Saved entries:
▼
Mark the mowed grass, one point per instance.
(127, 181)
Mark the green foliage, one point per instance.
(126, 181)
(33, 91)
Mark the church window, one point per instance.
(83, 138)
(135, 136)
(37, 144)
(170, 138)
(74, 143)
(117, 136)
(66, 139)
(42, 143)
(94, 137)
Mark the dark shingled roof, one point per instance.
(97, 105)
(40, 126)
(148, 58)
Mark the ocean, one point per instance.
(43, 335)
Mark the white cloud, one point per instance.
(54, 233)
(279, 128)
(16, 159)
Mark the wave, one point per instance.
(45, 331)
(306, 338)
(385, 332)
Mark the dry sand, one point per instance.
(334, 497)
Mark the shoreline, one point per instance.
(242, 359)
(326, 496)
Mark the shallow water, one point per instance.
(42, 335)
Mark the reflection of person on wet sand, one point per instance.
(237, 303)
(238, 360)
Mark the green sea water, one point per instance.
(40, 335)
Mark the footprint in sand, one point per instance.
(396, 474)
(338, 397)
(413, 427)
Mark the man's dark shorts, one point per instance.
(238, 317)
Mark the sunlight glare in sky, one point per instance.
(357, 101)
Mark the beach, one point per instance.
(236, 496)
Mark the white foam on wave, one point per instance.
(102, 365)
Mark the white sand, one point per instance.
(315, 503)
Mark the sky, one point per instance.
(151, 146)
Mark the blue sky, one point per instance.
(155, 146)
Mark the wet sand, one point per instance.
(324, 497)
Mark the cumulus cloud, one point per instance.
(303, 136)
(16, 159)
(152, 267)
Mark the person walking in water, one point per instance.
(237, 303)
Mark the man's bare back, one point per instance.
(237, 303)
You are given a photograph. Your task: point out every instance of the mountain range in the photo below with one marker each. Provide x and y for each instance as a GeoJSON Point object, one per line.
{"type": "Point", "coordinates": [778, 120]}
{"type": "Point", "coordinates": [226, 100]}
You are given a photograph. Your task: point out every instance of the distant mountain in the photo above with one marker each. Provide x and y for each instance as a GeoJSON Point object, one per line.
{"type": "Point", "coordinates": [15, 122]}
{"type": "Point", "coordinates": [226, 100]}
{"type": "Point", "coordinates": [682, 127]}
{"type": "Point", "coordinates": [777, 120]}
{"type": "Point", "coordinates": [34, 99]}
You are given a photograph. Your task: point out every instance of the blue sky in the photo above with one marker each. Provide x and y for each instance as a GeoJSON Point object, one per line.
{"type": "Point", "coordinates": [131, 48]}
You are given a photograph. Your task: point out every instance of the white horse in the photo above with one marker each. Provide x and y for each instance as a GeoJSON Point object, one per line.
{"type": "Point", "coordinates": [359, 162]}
▲
Output every record verbatim.

Mark the mowed grass, one point per instance.
(127, 181)
Mark the green foliage, one point per instance.
(126, 181)
(33, 91)
Mark the church window, one point per instance.
(83, 138)
(135, 136)
(37, 144)
(170, 138)
(74, 143)
(117, 136)
(66, 139)
(42, 143)
(94, 137)
Mark the dark shingled roof, one point per instance.
(97, 105)
(40, 126)
(148, 58)
Mark the ocean, one point per instance.
(43, 335)
Mark the white cloud, one point per instance.
(54, 233)
(279, 128)
(16, 159)
Mark the wave, one point per instance.
(45, 331)
(306, 338)
(385, 332)
Mark the dry sand, one point per instance.
(334, 497)
Mark the shoreline, one point per instance.
(242, 359)
(326, 496)
Mark the shallow water, one point per instance.
(42, 335)
Mark the reflection of person on wet sand, one point per instance.
(237, 303)
(238, 360)
Mark the green sea water, one point per instance.
(40, 335)
Mark the footprint in sand, one point per instance.
(396, 474)
(338, 397)
(413, 427)
Mark the man's dark shorts, one point per instance.
(238, 317)
Mark the sunlight glare in sky, one point per instance.
(357, 101)
Mark the beach, one point per instance.
(236, 496)
Mark the white foam on wave, one point per instance.
(102, 365)
Mark the white sand, one point per instance.
(315, 503)
Mark the sky, one point per instance.
(151, 146)
Mark the blue sky, one point per instance.
(155, 146)
Mark the wet sand, one point per instance.
(324, 497)
Mark the cumulus cloud, one point per instance.
(303, 136)
(16, 159)
(152, 267)
Mark the person walking in water, one point per instance.
(237, 303)
Mark the man's bare back, one point per instance.
(237, 303)
You are given a photograph. Your task: point out every instance of the mountain range in the photo below with one marker each. Provide x and y for each instance as a GeoJSON Point object, one per line.
{"type": "Point", "coordinates": [778, 120]}
{"type": "Point", "coordinates": [226, 100]}
You are given a photograph. Your task: point out every instance of the distant mountain in the photo above with one marker each. Provide x and y for each instance as a GeoJSON Point object, one per line.
{"type": "Point", "coordinates": [15, 122]}
{"type": "Point", "coordinates": [226, 100]}
{"type": "Point", "coordinates": [682, 127]}
{"type": "Point", "coordinates": [777, 120]}
{"type": "Point", "coordinates": [34, 99]}
You are given a photograph. Your task: point out every instance of the blue sky in the photo above with one marker each. Provide x and y for each instance as a GeoJSON Point object, one per line.
{"type": "Point", "coordinates": [131, 48]}
You are given a photograph. Your task: point out every instance of the white horse in the photo above with one marker each. Provide x and y for each instance as a GeoJSON Point object, one per line.
{"type": "Point", "coordinates": [359, 162]}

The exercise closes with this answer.